----- Record excerpts -----

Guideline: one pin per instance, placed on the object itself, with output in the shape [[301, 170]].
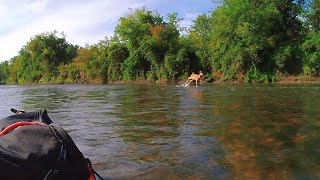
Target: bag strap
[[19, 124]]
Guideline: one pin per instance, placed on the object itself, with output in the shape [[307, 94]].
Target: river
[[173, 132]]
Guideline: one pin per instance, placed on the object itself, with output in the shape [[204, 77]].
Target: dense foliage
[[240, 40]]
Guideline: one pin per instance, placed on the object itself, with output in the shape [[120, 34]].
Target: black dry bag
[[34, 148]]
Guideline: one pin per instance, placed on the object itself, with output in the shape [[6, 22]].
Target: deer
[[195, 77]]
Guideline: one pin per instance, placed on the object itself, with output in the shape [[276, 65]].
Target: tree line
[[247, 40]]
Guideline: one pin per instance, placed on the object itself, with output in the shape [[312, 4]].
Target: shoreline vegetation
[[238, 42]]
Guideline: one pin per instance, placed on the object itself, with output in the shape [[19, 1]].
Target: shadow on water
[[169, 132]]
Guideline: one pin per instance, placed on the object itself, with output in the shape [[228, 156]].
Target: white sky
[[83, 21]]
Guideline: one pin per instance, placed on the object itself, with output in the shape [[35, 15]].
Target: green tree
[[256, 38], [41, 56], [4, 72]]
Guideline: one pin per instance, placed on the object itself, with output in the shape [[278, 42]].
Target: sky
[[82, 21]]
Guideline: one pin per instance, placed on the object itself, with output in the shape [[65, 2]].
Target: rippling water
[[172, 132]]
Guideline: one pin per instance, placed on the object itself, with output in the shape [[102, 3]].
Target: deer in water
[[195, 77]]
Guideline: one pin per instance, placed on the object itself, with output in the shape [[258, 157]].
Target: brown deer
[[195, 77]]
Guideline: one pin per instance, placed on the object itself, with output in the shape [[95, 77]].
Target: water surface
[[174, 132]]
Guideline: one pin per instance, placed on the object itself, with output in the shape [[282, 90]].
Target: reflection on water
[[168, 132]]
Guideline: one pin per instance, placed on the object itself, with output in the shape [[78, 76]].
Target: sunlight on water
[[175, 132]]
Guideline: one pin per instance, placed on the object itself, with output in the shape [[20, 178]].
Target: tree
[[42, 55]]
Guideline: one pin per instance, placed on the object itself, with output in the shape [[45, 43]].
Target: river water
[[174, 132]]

-----

#### Directive
Starting at the line that contains "shape [[120, 34]].", copy each line exactly through the end of the listing above. Include that first line and the last one, and add nothing.

#### Exercise answer
Guideline: one pin per instance, placed on the object itself, with output in the shape [[120, 34]].
Target: black dry bag
[[34, 148]]
Guideline: one pin per instance, placed on the object itself, with output in the shape [[6, 22]].
Target: deer
[[195, 77]]
Guideline: one pin per instance, placed on the object itself, with output in the shape [[276, 65]].
Target: tree line
[[247, 40]]
Guideline: one pin per instance, placed on the object itself, with output in the shape [[312, 4]].
Target: shoreline vegetation
[[238, 42]]
Guideline: one pin per instance, placed on the object itself, with output in the shape [[19, 1]].
Target: shadow on water
[[169, 132]]
Guideline: one pin per instance, placed on the object itself, with output in the shape [[228, 156]].
Target: white sky
[[83, 21]]
Guideline: one pin per instance, placed on the object itself, with output in the shape [[35, 15]].
Target: green tree
[[256, 38], [41, 56], [4, 72]]
Guideline: one pin per instance, placed on the object itself, with output in the shape [[278, 42]].
Target: sky
[[82, 21]]
Guideline: one pin per instance, placed on the object itself, with output in the shape [[65, 2]].
Target: rippling water
[[172, 132]]
Guideline: one pin per instance, placed on the object itself, with output in the shape [[102, 3]].
Target: deer in water
[[195, 77]]
Guideline: one pin per instance, placed on the object itself, with output in the shape [[258, 157]].
Target: brown deer
[[195, 77]]
Guideline: one pin per instance, placed on the object itself, with output in the shape [[95, 77]].
Target: water surface
[[174, 132]]
Guideline: one pin per instance, placed on the object itself, with output in the shape [[282, 90]].
Target: reflection on water
[[168, 132]]
Guideline: one pin per instance, placed on the object itself, with output in the shape [[78, 76]].
Target: sunlight on water
[[175, 132]]
Guideline: one pin per instance, placed on the object itself, with output in the shape [[20, 178]].
Target: tree
[[42, 55]]
Guideline: one pin per instance, placed on the object itself, with output in the shape [[45, 43]].
Target: river water
[[174, 132]]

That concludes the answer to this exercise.